■ Text segment ■
Line 69: “multiple linear regression (MLR) models have been successfully used with variable results” Conflicting statement, please clarify.

Line 136: Please provide more information regarding the location of the sensor relative to the reference instrumentation.

Table 4 & Table 5: Please re-format the column headers as it is currently difficult to differentiate between them.

Line 319: “The performance of each component of the correction method is presented in Table 3” Should read Table 4 I believe. All table references after this point in the manuscript need to be shifted +1 up to Table7.

Line 392: “December 2020 saw the occurrence of several pollution events in the particle sensor time series (as also noted above). Although these events were observed throughout Oxford in multiple particle sensor time series, they were not reciprocated in reference measurements, nor in NO₂ data” It seems that around 12/25 in Figs 12-14 all corrected sensor values for NO₂, PM₁₀, & PM_2.5 experience an increase relative to the reference value. Therefore, it does seem like some event affected all three pollutant models. Have you investigated these anomalies further to locate a common factor?

Citation: https://doi.org/10.5194/amt-2021-282-RC1
- AC1: 'Reply on RC1', Tony Bush, 24 Nov 2021
  
  Many thanks for your commentary, I am currently compiling feedback from co-authors & will post our response shortly.
  
  Citation: https://doi.org/10.5194/amt-2021-282-AC1
- AC2: 'Reply on RC1 - response to detailed comments from authors', Tony Bush, 27 Jan 2022
  
  RC1. Alphasense NO2-A43F electrochemical NO2 sensors (and Alphasense NO2-B43F) have a known cross-sensitivity to ozone (Spinelle et al.). Although the Praxis Urban sensor system and the St Ebbe’s monitoring site do not appear to measure ozone, the study fails to mention/address this concern. While inclusion of this variable into feature training could restrict the spread of this model to other networks, it could greatly enhance the performance of the NO2 model. Spinelle et al. also found that sensors from the same manufacturer can behave differently in the same environmental conditions. This manuscript would greatly benefit from applying your model to more than one sensor to demonstrate its capability to nullify discrepancies from sensor to sensor. (Spinelle, L.; Gerboles, M.; Kotsev, A.; Signorini, M. Evaluation of Low-Cost Sensors for Air Pollution Monitoring: Effect of Gaseous Interfering Compounds and Meteorlogical Conditions; Publications Office of the European Union:Luxemborg, 2017. https://doi.org/10.2760/548327)

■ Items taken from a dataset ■

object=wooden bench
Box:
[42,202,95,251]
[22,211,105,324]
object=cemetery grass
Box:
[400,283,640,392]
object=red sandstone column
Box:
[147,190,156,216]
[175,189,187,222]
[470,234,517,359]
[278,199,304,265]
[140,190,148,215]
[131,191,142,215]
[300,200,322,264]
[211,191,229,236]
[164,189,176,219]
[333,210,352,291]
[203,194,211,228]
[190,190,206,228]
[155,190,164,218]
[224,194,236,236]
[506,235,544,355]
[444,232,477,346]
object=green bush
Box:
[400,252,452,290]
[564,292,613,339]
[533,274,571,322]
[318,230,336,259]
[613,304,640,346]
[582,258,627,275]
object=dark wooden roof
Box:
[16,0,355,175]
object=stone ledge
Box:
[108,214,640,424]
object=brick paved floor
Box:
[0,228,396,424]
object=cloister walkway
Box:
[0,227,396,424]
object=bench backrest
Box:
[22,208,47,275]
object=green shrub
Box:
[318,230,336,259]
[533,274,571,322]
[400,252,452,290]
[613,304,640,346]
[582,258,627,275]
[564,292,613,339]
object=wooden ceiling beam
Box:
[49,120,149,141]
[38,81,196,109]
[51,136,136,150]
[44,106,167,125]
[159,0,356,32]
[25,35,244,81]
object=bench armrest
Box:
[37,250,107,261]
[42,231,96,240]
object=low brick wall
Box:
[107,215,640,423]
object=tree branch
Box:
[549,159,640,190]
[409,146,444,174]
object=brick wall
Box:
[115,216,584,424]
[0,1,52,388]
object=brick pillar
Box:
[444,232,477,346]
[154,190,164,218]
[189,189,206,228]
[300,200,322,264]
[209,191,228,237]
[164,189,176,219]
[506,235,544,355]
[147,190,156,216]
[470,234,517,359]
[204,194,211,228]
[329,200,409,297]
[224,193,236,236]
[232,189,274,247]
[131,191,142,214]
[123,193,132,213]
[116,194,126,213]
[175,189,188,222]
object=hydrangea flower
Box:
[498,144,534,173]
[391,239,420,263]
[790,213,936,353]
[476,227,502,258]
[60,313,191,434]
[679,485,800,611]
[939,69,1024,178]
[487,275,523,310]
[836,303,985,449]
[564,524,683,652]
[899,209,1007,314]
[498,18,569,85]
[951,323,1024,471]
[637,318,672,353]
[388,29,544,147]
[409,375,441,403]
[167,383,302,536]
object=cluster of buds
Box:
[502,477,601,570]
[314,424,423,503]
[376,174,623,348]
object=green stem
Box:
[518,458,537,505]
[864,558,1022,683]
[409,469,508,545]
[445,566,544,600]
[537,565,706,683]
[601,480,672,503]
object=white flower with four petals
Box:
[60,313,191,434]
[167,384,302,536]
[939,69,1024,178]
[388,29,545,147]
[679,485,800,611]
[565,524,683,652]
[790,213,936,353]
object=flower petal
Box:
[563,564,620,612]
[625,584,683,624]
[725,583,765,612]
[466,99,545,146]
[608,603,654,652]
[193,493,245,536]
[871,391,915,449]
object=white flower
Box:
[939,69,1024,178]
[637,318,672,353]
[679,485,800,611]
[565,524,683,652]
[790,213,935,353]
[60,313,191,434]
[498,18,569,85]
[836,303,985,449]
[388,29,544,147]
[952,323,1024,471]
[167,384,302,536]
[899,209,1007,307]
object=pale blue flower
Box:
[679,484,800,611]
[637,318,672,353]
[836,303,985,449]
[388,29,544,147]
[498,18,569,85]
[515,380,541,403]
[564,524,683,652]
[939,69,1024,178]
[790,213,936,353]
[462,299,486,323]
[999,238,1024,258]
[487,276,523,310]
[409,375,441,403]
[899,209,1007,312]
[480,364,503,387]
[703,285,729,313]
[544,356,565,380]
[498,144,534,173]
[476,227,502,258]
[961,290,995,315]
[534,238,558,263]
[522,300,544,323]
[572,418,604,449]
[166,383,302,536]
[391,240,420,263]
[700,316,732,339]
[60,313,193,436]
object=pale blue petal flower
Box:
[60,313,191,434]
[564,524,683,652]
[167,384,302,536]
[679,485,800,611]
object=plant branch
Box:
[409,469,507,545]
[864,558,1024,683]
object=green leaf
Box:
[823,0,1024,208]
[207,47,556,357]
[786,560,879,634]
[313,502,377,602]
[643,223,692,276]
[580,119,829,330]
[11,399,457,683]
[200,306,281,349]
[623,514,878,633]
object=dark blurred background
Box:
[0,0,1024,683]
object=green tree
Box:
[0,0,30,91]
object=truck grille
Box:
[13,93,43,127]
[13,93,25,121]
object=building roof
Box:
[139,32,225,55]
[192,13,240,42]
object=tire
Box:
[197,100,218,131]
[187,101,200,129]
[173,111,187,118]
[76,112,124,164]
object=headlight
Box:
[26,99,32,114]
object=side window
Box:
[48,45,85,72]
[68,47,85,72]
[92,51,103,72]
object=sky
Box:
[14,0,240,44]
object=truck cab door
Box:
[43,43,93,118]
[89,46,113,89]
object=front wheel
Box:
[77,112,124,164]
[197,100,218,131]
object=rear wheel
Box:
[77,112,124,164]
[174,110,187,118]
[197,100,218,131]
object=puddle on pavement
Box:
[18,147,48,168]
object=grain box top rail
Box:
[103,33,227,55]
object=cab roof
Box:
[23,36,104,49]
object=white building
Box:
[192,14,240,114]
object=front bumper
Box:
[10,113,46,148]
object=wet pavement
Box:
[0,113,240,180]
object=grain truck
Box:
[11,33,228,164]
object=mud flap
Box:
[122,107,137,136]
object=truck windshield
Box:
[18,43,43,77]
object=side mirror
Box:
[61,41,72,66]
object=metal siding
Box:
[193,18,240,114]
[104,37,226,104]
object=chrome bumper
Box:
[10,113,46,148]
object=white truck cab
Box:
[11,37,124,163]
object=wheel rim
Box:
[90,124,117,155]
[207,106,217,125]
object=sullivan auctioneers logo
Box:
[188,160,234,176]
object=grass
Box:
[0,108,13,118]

■ Tasks ■
A: Do these statements agree with the review comments on the air-sensor manuscript? (i) The reviewer thinks the reference at line 319 should be to Table 4. (ii) The St Ebbe's monitoring site measures ozone. (iii) The reviewer asks for the column headers of Table 4 and Table 5 to be re-formatted. Answer yes or no for each and quote the deciding words.
B: Can you rewrite the part of the rows that opens with the line containing "object=green shrub" and closes with the line containing "[899,209,1007,307]", substituting "olive" for "green" and leaving everything else unchanged?
The text and the rows were drawn from unrelated sources.

■ Solved problems ■
A:
(i) Yes: "Should read Table 4 I believe."
(ii) No: "the Praxis Urban sensor system and the St Ebbe’s monitoring site do not appear to measure ozone"
(iii) Yes: "Please re-format the column headers as it is currently difficult to differentiate between them."

B:
object=olive shrub
Box:
[318,230,336,259]
[533,274,571,322]
[400,252,452,290]
[613,304,640,346]
[582,258,627,275]
[564,292,613,339]
object=wooden ceiling beam
Box:
[49,120,149,141]
[38,81,196,109]
[51,136,136,150]
[44,106,167,125]
[159,0,356,32]
[25,35,244,81]
object=bench armrest
Box:
[37,250,107,261]
[42,231,96,240]
object=low brick wall
Box:
[107,215,640,423]
object=tree branch
Box:
[549,159,640,190]
[409,146,444,174]
object=brick wall
Box:
[115,216,584,424]
[0,1,52,388]
object=brick pillar
Box:
[444,232,477,346]
[154,190,164,218]
[189,189,206,228]
[300,200,322,264]
[209,191,228,237]
[164,189,176,219]
[506,235,544,355]
[147,190,156,216]
[470,234,517,359]
[204,194,211,228]
[329,200,409,297]
[224,193,236,236]
[232,189,274,247]
[131,191,142,214]
[123,193,132,213]
[116,194,126,213]
[175,189,188,222]
object=hydrangea flower
Box:
[498,144,534,173]
[391,239,420,263]
[790,213,936,353]
[476,227,502,258]
[60,313,191,434]
[679,485,800,611]
[939,69,1024,178]
[487,275,523,310]
[836,303,985,449]
[564,524,683,652]
[899,209,1007,314]
[498,18,569,85]
[951,323,1024,471]
[637,318,672,353]
[388,29,544,147]
[409,375,441,403]
[167,383,302,536]
object=cluster of buds
Box:
[502,477,601,570]
[314,424,423,503]
[376,174,623,348]
object=olive stem
Box:
[518,458,537,505]
[864,558,1022,683]
[409,469,508,545]
[445,566,544,600]
[537,565,706,683]
[601,480,672,503]
object=white flower with four petals
Box:
[60,313,191,434]
[167,384,302,536]
[939,69,1024,178]
[388,29,545,147]
[679,485,800,611]
[565,524,683,652]
[790,213,936,353]
object=flower petal
Box:
[563,564,620,612]
[625,584,683,624]
[725,583,765,612]
[466,99,545,146]
[608,603,654,652]
[193,493,245,536]
[871,391,915,449]
object=white flower
Box:
[939,69,1024,178]
[637,318,672,353]
[679,485,800,611]
[565,524,683,652]
[790,213,935,353]
[60,313,191,434]
[498,18,569,85]
[836,303,985,449]
[388,29,544,147]
[952,323,1024,471]
[167,384,302,536]
[899,209,1007,307]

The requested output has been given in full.